▸ PROMPT
Copy out the listing word for word, starting at its first line and ending with the line that contains "236], [335, 237]]", including that line.

▸ MATERIAL
======

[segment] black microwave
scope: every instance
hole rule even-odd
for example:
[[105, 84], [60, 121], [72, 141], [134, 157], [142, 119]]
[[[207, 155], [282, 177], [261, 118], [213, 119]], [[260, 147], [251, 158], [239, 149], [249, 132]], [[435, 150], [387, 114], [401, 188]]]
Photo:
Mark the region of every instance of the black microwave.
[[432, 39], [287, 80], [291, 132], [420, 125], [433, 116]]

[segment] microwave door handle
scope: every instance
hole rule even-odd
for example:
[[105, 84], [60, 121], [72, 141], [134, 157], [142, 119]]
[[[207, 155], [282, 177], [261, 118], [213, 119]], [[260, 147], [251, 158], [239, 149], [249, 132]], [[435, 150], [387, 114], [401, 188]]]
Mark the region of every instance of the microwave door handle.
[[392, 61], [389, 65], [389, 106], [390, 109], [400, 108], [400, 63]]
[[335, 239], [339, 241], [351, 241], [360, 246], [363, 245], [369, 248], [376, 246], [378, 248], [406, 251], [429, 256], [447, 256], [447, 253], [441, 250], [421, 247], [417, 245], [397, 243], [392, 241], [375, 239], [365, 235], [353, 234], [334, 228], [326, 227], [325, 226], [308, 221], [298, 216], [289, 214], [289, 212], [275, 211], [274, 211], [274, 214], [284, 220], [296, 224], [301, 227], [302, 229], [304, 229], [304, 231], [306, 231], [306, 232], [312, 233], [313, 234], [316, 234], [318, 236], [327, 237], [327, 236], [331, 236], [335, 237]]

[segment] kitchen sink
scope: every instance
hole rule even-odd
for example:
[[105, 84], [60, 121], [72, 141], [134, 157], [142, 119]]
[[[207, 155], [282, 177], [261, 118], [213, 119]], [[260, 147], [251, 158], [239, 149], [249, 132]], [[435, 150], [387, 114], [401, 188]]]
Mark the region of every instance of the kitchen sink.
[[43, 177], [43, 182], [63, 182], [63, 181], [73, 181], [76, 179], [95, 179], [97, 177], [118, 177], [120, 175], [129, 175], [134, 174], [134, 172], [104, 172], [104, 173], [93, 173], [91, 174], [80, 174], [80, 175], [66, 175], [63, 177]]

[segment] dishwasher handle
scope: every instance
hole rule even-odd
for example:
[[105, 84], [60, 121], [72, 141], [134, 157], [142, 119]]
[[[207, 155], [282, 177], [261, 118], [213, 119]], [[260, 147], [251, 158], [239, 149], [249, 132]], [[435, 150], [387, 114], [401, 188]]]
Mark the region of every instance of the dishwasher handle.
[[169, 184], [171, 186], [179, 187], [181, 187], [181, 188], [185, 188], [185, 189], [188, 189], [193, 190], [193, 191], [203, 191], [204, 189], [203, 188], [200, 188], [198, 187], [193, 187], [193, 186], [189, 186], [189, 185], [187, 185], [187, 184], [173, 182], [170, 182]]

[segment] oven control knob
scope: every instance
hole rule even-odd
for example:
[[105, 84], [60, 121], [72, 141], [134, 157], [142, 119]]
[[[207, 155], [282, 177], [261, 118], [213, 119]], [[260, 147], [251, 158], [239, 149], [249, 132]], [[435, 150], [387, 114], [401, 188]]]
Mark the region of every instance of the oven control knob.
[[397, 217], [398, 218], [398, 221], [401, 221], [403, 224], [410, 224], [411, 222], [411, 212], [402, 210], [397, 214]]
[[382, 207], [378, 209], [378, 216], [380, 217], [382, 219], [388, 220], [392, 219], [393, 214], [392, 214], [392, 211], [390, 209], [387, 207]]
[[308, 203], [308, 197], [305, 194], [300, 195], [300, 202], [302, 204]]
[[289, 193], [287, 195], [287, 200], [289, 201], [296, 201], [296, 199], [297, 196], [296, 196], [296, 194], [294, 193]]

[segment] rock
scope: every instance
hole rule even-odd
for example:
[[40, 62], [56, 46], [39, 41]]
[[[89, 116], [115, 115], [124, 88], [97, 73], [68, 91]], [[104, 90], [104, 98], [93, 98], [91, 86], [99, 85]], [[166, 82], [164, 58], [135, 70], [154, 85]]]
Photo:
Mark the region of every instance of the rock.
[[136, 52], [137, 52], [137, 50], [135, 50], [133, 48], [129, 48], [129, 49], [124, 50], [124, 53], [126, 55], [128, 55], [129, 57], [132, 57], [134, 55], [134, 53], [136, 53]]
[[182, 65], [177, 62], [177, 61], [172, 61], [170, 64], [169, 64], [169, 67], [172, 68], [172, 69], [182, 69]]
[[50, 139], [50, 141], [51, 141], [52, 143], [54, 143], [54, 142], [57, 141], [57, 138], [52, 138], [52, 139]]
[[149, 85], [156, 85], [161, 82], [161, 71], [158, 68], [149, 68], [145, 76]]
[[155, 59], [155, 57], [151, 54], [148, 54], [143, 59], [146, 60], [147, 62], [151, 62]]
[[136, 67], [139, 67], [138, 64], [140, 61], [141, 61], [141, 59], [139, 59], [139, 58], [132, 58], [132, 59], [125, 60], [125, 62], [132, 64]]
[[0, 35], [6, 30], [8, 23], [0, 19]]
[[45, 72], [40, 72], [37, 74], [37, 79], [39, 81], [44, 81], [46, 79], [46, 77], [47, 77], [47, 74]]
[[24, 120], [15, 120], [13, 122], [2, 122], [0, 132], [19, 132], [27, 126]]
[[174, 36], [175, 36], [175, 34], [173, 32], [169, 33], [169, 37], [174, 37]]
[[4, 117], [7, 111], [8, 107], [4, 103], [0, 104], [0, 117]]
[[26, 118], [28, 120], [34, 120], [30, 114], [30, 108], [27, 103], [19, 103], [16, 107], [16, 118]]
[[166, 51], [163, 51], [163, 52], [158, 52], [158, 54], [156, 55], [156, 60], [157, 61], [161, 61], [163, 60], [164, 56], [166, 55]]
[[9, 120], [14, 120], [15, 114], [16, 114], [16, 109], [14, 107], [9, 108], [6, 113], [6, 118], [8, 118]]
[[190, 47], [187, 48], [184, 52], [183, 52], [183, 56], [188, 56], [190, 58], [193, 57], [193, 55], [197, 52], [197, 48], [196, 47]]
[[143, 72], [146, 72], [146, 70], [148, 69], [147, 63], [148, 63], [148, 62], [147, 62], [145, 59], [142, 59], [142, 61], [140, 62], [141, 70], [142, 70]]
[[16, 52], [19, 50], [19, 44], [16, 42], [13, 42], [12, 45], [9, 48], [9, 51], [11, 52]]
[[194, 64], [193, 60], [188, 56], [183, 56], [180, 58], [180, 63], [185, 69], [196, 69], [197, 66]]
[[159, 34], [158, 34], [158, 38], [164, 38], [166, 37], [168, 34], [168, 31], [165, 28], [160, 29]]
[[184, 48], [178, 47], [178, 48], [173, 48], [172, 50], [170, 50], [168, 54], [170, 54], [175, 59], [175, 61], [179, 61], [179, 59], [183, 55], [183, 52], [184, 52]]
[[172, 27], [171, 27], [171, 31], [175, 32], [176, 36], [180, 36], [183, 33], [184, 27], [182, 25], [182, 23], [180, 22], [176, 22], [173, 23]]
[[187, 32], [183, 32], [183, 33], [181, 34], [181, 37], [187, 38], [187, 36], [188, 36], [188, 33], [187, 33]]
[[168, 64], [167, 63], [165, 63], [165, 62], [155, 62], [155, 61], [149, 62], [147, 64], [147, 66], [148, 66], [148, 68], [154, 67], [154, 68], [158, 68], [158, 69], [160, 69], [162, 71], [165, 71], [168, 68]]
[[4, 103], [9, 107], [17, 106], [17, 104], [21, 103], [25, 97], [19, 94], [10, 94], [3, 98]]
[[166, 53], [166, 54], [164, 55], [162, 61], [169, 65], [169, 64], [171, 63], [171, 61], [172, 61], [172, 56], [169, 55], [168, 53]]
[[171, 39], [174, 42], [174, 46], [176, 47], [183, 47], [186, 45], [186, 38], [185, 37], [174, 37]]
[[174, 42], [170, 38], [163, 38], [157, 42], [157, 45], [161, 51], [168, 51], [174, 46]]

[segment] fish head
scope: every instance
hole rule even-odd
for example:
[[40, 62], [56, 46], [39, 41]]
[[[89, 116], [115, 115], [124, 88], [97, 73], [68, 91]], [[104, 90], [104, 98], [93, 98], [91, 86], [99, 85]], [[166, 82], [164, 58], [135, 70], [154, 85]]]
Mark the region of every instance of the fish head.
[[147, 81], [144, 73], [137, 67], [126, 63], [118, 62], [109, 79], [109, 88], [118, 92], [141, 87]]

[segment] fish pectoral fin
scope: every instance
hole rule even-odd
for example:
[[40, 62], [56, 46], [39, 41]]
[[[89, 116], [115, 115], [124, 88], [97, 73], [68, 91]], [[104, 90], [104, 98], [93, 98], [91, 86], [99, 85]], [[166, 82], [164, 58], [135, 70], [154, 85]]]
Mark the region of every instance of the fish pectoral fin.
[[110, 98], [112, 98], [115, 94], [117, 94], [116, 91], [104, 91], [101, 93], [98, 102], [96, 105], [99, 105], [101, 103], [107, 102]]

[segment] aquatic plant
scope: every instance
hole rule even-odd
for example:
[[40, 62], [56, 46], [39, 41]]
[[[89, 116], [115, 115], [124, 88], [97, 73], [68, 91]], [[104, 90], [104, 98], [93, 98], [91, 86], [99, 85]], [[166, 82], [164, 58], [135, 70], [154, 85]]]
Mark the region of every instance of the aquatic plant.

======

▸ COMPLETE OUTPUT
[segment] black microwave
scope: every instance
hole rule even-odd
for example:
[[105, 84], [60, 121], [72, 141], [134, 157], [142, 119]]
[[[207, 155], [282, 177], [261, 118], [213, 119]], [[260, 147], [251, 158], [239, 149], [249, 132]], [[435, 150], [387, 114], [401, 188]]]
Photo:
Mark the region of every instance of the black microwave.
[[432, 39], [287, 80], [291, 132], [420, 125], [433, 116]]

[segment] microwave door handle
scope: every instance
hole rule even-odd
for example:
[[105, 84], [60, 121], [72, 141], [134, 157], [142, 119]]
[[[207, 155], [282, 177], [261, 118], [213, 119]], [[260, 147], [251, 158], [239, 149], [249, 132]], [[435, 150], [387, 114], [401, 188]]]
Mark the region of every instance of the microwave door handle.
[[392, 61], [389, 65], [389, 106], [390, 109], [400, 108], [400, 63]]
[[335, 239], [339, 241], [351, 241], [360, 246], [363, 245], [369, 248], [376, 246], [378, 248], [406, 251], [429, 256], [447, 256], [447, 253], [441, 250], [421, 247], [417, 245], [397, 243], [392, 241], [375, 239], [365, 235], [353, 234], [334, 228], [326, 227], [325, 226], [308, 221], [298, 216], [289, 214], [289, 212], [275, 211], [274, 211], [274, 214], [284, 220], [296, 224], [301, 227], [302, 229], [304, 229], [304, 231], [306, 231], [306, 232], [312, 233], [313, 234], [316, 234], [318, 236], [327, 237], [327, 236], [331, 236], [335, 237]]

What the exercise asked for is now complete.